— start of READING TEXT —
Deutsche Bank Trust Co. Am. v. Vitellas

Decision Date01 July 2015
Docket Number2013-07197
Citation131 A.D.3d 52,2015 N.Y. Slip Op. 05634,13 N.Y.S.3d 163
PartiesDEUTSCHE BANK TRUST COMPANY AMERICAS, etc., respondent, v. Stefanos VITELLAS, et al., appellants, et al., defendants.
CourtNew York Supreme Court — Appellate Division

Sacco & Fillas, LLP, Astoria, N.Y. (Si Aydiner and Elias N. Fillas of counsel), for appellants.

Hinshaw & Culbertson LLP, New York, N.Y. (Benjamin S. Noren and Schuyler B. Kraus of counsel), for respondent.

MARK C. DILLON, J.P., L. PRISCILLA HALL, JEFFREY A. COHEN, and SYLVIA O. HINDS–RADIX, JJ.

Opinion

COHEN, J.

Under New York law, in order to have standing to commence a foreclosure action, a plaintiff generally must be the holder or assignee of the note which the mortgage secures. On this appeal, we are asked to consider whether a note discharged in bankruptcy can be subsequently assigned, with the mortgage passing incident thereto, so as to convey standing to the assignee.

For the reasons that follow, we answer the question in the affirmative. Although a bankruptcy discharge extinguishes a debtor's personal liability on a mortgage note, it does not impair a creditor's right to assign that note, and an assignee who holds the discharged note and mortgage has standing to bring a foreclosure action and seek payment through the sale of the mortgaged property. Accordingly, even if the note at issue in this case was assigned or delivered to the plaintiff after it was discharged in bankruptcy, a fact which is not clear from this record, the defendant homeowners failed to establish their entitlement to dismissal of the complaint on the ground that the plaintiff lacked standing.
— end of READING TEXT —
— start of RECORDS SUPPLIED —
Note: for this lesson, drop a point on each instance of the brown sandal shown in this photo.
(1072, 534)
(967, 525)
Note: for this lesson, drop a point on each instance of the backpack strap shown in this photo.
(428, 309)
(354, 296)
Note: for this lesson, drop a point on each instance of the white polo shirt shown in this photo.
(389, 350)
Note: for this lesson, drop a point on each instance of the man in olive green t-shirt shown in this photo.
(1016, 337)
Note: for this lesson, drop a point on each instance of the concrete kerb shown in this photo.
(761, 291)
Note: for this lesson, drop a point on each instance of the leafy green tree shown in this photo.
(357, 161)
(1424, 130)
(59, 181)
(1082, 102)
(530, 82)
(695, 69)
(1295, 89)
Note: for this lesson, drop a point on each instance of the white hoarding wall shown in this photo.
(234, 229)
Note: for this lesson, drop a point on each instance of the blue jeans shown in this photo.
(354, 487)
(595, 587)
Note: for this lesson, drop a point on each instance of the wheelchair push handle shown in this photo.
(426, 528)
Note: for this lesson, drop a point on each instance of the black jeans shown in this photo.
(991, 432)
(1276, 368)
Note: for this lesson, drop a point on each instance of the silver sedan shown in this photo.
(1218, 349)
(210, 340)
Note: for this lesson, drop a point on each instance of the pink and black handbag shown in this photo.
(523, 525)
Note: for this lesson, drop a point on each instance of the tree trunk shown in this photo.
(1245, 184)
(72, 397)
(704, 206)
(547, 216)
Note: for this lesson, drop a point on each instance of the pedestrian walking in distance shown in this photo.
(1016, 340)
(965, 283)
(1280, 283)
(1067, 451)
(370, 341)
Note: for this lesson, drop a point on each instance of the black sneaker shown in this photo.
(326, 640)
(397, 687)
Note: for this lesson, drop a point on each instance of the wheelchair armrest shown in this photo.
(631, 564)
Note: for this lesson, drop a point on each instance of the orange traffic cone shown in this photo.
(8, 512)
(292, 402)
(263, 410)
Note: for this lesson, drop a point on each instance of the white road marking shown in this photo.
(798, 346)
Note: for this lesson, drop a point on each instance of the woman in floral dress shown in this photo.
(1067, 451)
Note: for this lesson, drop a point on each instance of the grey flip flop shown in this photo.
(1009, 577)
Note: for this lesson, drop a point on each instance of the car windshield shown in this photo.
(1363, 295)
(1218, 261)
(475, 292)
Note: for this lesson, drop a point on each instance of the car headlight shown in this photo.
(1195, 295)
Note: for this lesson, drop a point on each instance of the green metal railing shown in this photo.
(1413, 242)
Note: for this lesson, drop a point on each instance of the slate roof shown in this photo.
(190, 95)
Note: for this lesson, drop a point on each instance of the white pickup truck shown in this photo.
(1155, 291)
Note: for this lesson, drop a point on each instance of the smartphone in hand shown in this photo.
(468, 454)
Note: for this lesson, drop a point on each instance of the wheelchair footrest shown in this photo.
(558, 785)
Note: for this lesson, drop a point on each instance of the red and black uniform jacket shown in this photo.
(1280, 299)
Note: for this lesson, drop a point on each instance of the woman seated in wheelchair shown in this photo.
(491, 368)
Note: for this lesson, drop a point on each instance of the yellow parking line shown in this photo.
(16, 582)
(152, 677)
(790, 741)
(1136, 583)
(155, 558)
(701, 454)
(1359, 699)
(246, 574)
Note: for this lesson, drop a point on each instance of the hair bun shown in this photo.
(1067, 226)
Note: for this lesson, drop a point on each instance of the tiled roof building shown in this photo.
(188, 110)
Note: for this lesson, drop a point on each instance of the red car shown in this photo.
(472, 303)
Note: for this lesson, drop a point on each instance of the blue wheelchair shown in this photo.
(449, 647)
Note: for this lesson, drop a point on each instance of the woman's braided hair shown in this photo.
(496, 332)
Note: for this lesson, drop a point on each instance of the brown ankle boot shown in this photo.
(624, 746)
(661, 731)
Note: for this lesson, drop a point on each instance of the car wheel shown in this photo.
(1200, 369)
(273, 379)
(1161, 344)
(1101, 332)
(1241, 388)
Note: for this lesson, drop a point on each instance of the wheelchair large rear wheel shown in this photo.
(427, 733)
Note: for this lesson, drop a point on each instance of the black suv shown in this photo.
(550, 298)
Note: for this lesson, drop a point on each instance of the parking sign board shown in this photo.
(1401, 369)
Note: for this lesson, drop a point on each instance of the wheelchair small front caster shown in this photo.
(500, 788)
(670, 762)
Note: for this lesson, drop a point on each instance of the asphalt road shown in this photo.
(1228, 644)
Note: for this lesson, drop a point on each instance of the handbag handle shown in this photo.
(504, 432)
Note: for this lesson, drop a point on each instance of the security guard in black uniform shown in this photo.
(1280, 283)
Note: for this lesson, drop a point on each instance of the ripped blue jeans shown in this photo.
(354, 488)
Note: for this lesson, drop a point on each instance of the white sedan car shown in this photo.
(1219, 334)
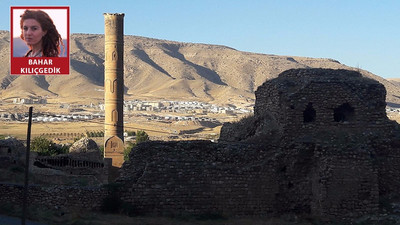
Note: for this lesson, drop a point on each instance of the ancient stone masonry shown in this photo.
(79, 198)
(319, 143)
(114, 87)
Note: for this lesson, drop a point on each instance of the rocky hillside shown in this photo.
(160, 69)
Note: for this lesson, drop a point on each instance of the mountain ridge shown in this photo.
(162, 69)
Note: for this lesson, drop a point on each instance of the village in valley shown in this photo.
(165, 119)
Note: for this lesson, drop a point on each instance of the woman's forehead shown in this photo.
(31, 22)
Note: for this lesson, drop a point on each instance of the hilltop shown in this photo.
(161, 69)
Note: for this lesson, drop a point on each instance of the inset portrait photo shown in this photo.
(39, 40)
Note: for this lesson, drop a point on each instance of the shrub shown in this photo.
(128, 149)
(45, 147)
(141, 136)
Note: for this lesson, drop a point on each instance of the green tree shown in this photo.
(141, 136)
(45, 147)
(128, 149)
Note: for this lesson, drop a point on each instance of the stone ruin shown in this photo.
(319, 144)
(83, 164)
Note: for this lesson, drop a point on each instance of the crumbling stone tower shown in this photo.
(114, 88)
(319, 144)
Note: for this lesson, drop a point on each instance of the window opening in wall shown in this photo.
(343, 113)
(309, 114)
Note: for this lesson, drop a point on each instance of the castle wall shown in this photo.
(84, 198)
(200, 177)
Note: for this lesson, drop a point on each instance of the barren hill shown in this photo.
(160, 69)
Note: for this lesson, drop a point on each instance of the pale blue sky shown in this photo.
(358, 33)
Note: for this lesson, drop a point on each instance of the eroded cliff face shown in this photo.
(321, 146)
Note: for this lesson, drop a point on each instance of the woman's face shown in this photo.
(32, 32)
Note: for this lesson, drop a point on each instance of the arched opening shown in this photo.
(309, 114)
(343, 113)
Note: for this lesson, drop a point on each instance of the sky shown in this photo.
(358, 33)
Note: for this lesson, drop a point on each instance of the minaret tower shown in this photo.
(114, 88)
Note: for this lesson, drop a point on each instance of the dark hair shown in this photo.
(51, 41)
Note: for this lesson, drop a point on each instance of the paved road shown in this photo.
(7, 220)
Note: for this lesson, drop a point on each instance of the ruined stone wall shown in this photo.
(345, 184)
(327, 93)
(84, 198)
(200, 177)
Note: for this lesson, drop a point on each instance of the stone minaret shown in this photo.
(114, 87)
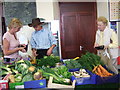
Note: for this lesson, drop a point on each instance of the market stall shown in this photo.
(51, 72)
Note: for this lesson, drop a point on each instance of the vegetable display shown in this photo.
(94, 64)
(72, 64)
(48, 61)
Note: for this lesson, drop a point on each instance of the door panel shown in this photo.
(86, 32)
(69, 33)
(78, 27)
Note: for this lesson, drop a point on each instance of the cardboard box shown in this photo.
(35, 84)
(3, 84)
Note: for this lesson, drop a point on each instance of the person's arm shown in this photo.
(32, 42)
(6, 50)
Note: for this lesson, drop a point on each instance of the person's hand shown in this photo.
(22, 49)
(105, 47)
(34, 52)
(96, 45)
(49, 52)
(22, 45)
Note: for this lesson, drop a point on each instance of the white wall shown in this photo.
(102, 9)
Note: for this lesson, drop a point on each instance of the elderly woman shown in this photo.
(10, 41)
(106, 38)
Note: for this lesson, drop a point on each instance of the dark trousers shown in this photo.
(41, 53)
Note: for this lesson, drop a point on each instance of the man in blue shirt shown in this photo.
(42, 40)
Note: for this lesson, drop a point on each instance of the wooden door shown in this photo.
(78, 27)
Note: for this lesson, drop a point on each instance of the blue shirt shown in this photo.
(42, 39)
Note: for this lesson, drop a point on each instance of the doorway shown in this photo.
(78, 27)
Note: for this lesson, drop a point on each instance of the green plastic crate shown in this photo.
(12, 85)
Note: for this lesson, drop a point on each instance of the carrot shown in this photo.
(94, 69)
(96, 73)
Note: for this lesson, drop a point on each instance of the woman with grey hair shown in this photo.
(106, 43)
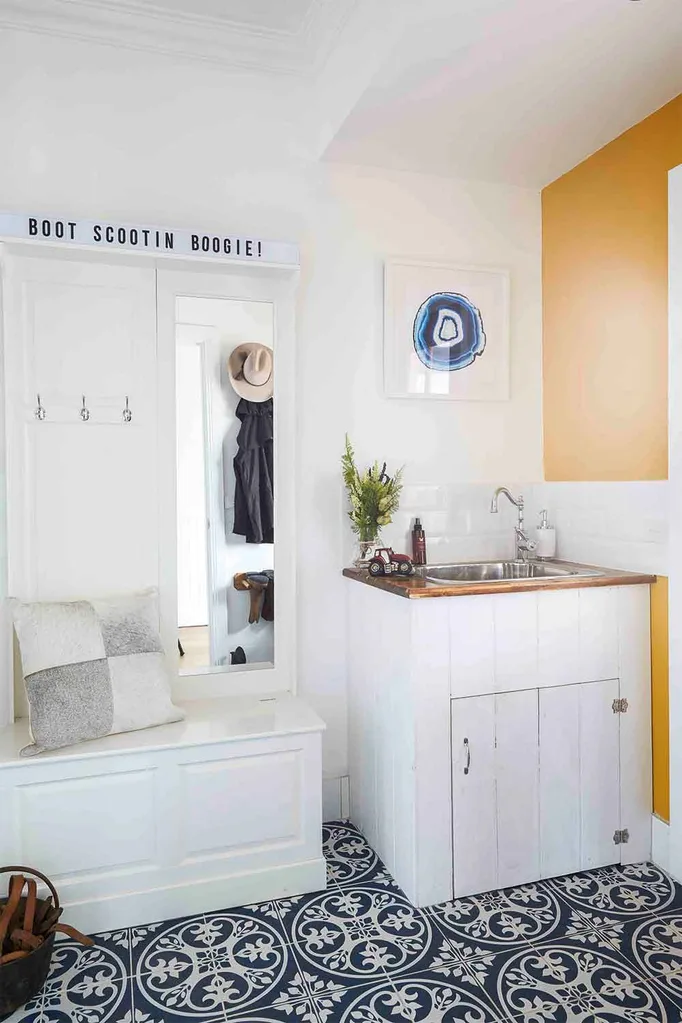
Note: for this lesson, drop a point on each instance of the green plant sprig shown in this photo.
(373, 495)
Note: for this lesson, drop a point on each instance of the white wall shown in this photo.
(675, 466)
(618, 525)
(91, 131)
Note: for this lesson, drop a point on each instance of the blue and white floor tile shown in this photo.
(603, 946)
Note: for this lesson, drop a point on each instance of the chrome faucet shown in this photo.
(525, 545)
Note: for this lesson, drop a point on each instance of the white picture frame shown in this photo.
(446, 330)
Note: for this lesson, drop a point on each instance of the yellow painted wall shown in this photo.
(605, 307)
(660, 714)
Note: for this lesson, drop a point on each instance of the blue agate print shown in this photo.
(448, 331)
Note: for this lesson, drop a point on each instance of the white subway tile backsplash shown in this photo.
(618, 525)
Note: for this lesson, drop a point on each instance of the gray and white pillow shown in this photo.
(92, 668)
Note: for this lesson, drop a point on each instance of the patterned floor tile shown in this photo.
(355, 935)
(484, 924)
(91, 991)
(623, 892)
(653, 947)
(85, 984)
(424, 997)
(351, 860)
(569, 981)
(602, 946)
(226, 963)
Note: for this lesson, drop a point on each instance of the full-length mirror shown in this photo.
(225, 386)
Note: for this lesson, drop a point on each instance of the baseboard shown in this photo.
(335, 802)
(661, 842)
(134, 908)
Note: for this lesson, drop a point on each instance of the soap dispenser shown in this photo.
(546, 537)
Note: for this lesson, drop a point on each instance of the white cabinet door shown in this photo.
(579, 776)
(516, 775)
(473, 790)
(535, 784)
(495, 791)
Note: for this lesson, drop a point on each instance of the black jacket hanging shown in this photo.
(254, 492)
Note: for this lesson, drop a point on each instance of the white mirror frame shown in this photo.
(276, 286)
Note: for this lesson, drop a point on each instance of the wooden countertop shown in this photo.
(414, 586)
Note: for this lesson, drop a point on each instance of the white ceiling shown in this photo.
(282, 15)
(515, 91)
(290, 37)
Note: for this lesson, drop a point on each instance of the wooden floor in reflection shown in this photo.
(194, 641)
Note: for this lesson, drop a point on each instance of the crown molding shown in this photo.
(139, 26)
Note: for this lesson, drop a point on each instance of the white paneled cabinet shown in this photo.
(529, 680)
(535, 784)
(220, 809)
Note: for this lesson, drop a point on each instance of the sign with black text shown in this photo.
(145, 238)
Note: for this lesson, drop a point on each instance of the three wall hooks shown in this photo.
(40, 412)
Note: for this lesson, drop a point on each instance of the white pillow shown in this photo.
(92, 668)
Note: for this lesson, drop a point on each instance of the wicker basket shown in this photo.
(28, 926)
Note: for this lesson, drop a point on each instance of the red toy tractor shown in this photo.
(387, 562)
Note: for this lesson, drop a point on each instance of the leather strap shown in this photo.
(31, 899)
(73, 933)
(15, 888)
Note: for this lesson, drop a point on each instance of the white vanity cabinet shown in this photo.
(500, 739)
(535, 784)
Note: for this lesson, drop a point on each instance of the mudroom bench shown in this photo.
(221, 809)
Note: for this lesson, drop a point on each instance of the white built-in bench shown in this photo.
(221, 809)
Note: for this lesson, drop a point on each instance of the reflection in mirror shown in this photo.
(225, 492)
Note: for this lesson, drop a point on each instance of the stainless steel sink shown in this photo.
(499, 571)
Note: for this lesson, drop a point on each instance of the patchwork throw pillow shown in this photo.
(92, 668)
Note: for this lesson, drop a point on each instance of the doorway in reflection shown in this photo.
(225, 504)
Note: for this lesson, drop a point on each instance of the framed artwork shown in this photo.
(446, 331)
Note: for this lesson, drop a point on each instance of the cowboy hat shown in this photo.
(249, 369)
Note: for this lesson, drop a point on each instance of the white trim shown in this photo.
(150, 239)
(675, 509)
(111, 913)
(148, 28)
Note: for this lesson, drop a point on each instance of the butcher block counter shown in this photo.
(496, 577)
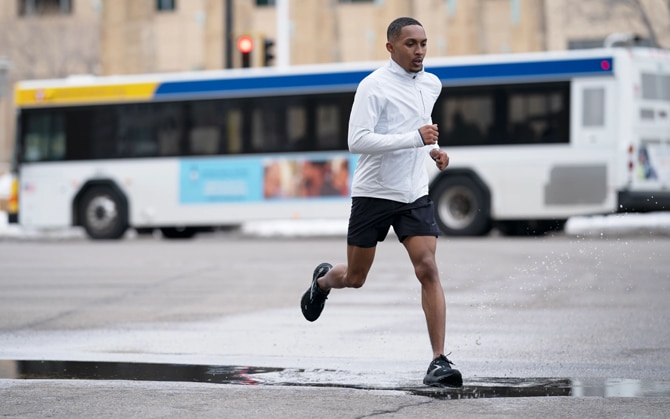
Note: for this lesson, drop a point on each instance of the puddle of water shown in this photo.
(222, 374)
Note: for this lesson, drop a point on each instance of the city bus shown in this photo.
(534, 139)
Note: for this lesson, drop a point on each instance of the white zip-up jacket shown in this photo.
(389, 107)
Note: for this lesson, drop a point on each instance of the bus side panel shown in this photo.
(540, 182)
(45, 194)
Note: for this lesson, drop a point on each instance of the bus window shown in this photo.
(234, 131)
(296, 128)
(593, 111)
(44, 137)
(327, 127)
(468, 119)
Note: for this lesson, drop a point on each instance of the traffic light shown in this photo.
(268, 54)
(245, 44)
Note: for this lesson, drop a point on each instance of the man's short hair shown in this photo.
(396, 26)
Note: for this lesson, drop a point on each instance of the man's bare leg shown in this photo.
(421, 250)
(352, 274)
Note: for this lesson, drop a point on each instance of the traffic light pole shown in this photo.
(283, 58)
(228, 33)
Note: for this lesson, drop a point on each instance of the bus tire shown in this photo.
(103, 213)
(178, 232)
(462, 207)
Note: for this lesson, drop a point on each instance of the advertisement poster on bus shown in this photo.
(265, 178)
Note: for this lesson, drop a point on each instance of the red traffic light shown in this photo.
(245, 44)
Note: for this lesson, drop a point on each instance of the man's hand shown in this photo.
(429, 134)
(441, 158)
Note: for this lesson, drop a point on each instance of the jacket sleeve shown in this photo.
(365, 113)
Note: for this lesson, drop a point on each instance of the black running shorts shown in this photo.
(371, 219)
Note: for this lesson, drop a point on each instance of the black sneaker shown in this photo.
(314, 298)
(440, 374)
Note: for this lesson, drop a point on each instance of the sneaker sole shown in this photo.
(452, 380)
(319, 271)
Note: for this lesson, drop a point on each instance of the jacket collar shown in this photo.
(396, 69)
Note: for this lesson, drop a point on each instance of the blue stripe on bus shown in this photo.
(331, 81)
(304, 81)
(539, 69)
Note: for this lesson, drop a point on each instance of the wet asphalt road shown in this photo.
(520, 310)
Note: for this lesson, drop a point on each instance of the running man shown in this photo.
(391, 128)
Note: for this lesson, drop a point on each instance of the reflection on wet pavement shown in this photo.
(473, 388)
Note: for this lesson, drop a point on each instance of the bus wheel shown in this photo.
(461, 208)
(178, 232)
(103, 214)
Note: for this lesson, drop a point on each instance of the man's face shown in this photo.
(409, 48)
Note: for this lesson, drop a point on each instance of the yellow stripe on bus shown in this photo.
(85, 94)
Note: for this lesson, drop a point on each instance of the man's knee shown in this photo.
(355, 279)
(426, 269)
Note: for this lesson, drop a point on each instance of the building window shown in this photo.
(166, 5)
(44, 7)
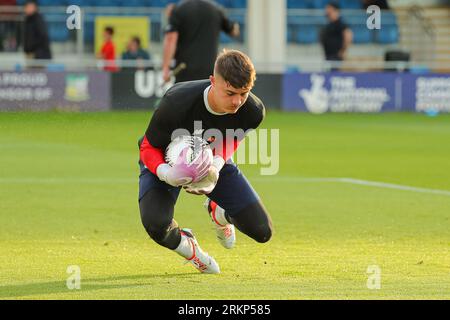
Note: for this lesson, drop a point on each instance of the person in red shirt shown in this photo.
(108, 51)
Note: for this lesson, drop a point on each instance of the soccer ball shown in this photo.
(192, 154)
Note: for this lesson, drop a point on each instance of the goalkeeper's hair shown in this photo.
(236, 68)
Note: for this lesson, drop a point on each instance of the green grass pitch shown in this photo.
(68, 196)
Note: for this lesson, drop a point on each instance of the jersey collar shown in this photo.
(208, 107)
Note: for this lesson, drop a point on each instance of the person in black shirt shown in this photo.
(192, 37)
(135, 52)
(36, 41)
(336, 37)
(219, 104)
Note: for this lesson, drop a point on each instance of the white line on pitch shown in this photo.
(267, 179)
(368, 183)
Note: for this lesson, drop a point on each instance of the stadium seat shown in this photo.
(361, 34)
(225, 39)
(134, 3)
(225, 3)
(53, 2)
(297, 4)
(355, 18)
(58, 33)
(55, 67)
(319, 4)
(350, 4)
(307, 34)
(388, 34)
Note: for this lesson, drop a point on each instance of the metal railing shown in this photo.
(303, 32)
— end of RECORDS SUPPLIED —
_TASKS TO PERFORM_
a. Rewrite the records between the line holding "flop shown in this photo." and the line holding "(1195, 295)", inclusive, reproducing every line and shifting each coordinate in the answers by adding -48 to it.
b. Proceed with the court opinion on foreclosure standing after a bankruptcy discharge, beginning after its last sentence.

_RESPONSES IN ORDER_
a.
Note: for this lesson, drop a point on each instance of the grey flip flop shown in this photo.
(961, 529)
Note: for this lesson, drop a point on each instance of the car windshield shown in this photo.
(1315, 247)
(1170, 213)
(427, 244)
Note: for this lesson, drop a point on each instance of the car headlight shown in this photo.
(1147, 247)

b.
Factual and Procedural Background

On April 1, 2002, the defendant Stefanos Vitellas (hereinafter Stefanos) executed a promissory note by which he agreed to repay the sum of $560,000, with interest, to Lyons Mortgage Services, Inc. (hereinafter Lyons). As security for the note, both Stefanos and his wife, Maria Vitellas (hereinafter together the defendants), executed a mortgage on their premises in Douglaston, Queens. Two years later, on May 1, 2004, Stefanos filed for bankruptcy protection under Chapter 7 of the United States Bankruptcy Code (11 USC, ch. 7). In Schedule D of his bankruptcy petition, Stefanos listed the subject mortgage as a secured claim against the premises, identifying Homecomings Financial, the servicer of the Lyons loan, as the creditor. According to the defendants, although Homecomings Financial was served with the bankruptcy petition and notices, it did not appear in the bankruptcy proceeding or otherwise object to Stefanos's discharge. Stefanos was subsequently granted a discharge in bankruptcy by order dated October 14, 2004.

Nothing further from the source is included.